- **Aim**: Update each item below by replacing "Put a marker on" with "Place a dot on" and changing nothing else, and leave the pictures out of your answer.

- **Supplied material**:
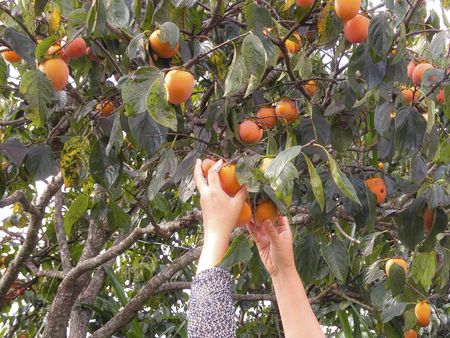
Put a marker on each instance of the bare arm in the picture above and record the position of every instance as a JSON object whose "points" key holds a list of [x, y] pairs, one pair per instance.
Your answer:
{"points": [[276, 251]]}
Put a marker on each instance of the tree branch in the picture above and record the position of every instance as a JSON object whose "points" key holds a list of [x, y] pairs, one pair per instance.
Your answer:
{"points": [[60, 233], [150, 288], [31, 238]]}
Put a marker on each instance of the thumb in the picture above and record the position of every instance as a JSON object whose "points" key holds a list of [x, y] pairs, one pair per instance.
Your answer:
{"points": [[271, 231], [241, 195]]}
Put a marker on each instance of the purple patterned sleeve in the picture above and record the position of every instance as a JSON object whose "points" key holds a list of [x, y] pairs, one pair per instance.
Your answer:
{"points": [[211, 310]]}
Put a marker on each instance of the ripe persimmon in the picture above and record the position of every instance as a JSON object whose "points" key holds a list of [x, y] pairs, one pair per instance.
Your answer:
{"points": [[11, 56], [90, 55], [399, 261], [265, 210], [105, 108], [418, 72], [56, 71], [266, 117], [228, 180], [423, 313], [410, 68], [293, 45], [311, 87], [250, 132], [57, 51], [76, 48], [304, 3], [245, 215], [179, 86], [411, 333], [207, 163], [378, 187], [286, 110], [162, 49], [356, 30], [428, 218], [440, 98], [346, 9], [410, 94]]}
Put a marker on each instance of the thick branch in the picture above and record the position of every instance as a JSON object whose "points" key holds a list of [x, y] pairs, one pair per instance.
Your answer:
{"points": [[135, 304], [31, 238], [60, 233]]}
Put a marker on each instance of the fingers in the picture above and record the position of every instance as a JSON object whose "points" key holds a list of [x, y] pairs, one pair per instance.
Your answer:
{"points": [[213, 176], [241, 195], [271, 231], [199, 179]]}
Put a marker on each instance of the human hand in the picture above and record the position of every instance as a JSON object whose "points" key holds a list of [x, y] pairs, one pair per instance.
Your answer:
{"points": [[220, 214], [274, 245]]}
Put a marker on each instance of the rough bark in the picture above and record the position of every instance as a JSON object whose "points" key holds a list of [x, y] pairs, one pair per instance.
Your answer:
{"points": [[37, 211], [150, 288]]}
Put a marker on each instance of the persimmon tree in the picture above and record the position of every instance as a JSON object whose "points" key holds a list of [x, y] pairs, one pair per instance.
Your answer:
{"points": [[341, 125]]}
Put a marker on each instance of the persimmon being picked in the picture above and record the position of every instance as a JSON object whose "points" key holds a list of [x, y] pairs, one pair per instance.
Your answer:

- **Response to this exercise**:
Place a dot on each instance of the bare arm in the picture above and record the position of every instance as a JSON object whose "points" key holds a list of [x, y] pairs, one pair per instance.
Your answer:
{"points": [[276, 251]]}
Place a dot on each instance of the tree branch in the picture above and record the position of every instance as a JSON object whose "points" key holds a list of [x, y] pairs, one pair per instance.
Your answer:
{"points": [[60, 233], [150, 288], [31, 238]]}
Place a dot on each instance of the thumb in the picture above and record the position of every instance as a JSON object whose "points" key holds a list of [x, y] pairs, one pair per instance.
Your answer:
{"points": [[271, 231], [241, 195]]}
Place a dot on each instance of the purple patterned sleeve in the picture above and record the position of every instance as a JSON object whose "points" key holds a list of [x, y] pairs, one pair per instance.
Your answer:
{"points": [[211, 310]]}
Place a dot on each instance of the ripe persimmon in the picture above and record the position of every instance as a JSON object whose "points" key holds a list of [x, y] pairs, one pair per instance.
Your answer:
{"points": [[11, 56], [90, 55], [399, 261], [265, 210], [105, 108], [418, 72], [56, 71], [266, 117], [228, 180], [423, 313], [410, 68], [293, 45], [311, 87], [250, 132], [57, 51], [76, 48], [304, 3], [245, 215], [179, 86], [411, 333], [207, 163], [378, 187], [286, 110], [162, 49], [356, 30], [428, 218], [440, 98], [346, 9], [410, 94]]}
Place a dot on each instance of the thick branch in the picture above and record the position of every instance as a JSON object whose "points" key holds a list of [x, y] pairs, one pair per instance.
Your answer:
{"points": [[135, 304], [31, 238], [60, 233]]}
Place a dot on each instance of the fingers in the picture above and record the position of every instance as a JSON object whose "points" key holds a list of [x, y] pairs, one pair per instance.
Your answer:
{"points": [[213, 176], [241, 195], [271, 231], [199, 179]]}
Place a dot on each instance of the human hand in the picture above and record the position of every instance as a JSON object whose "points" key holds a list of [x, y] pairs, one pair per instance.
Your answer:
{"points": [[220, 214], [274, 245]]}
Place a dot on each instance of the rough bark in the picture above and record the position of every instance as a JSON object whose "points" key holds a list of [x, y] pairs, one pair per instance.
Your answer:
{"points": [[37, 211], [150, 288]]}
Place a dot on each instance of the persimmon tree in the picture above and record the position of every instance as a JSON object whose "points" key holds a list of [x, y] pairs, one pair per instance.
Your answer:
{"points": [[341, 125]]}
Place a dot on each instance of the persimmon being picked in the picture above and record the position of every instance as a JSON object whose "points" key holds a list of [x, y] pairs, one pair per instance.
Your answer:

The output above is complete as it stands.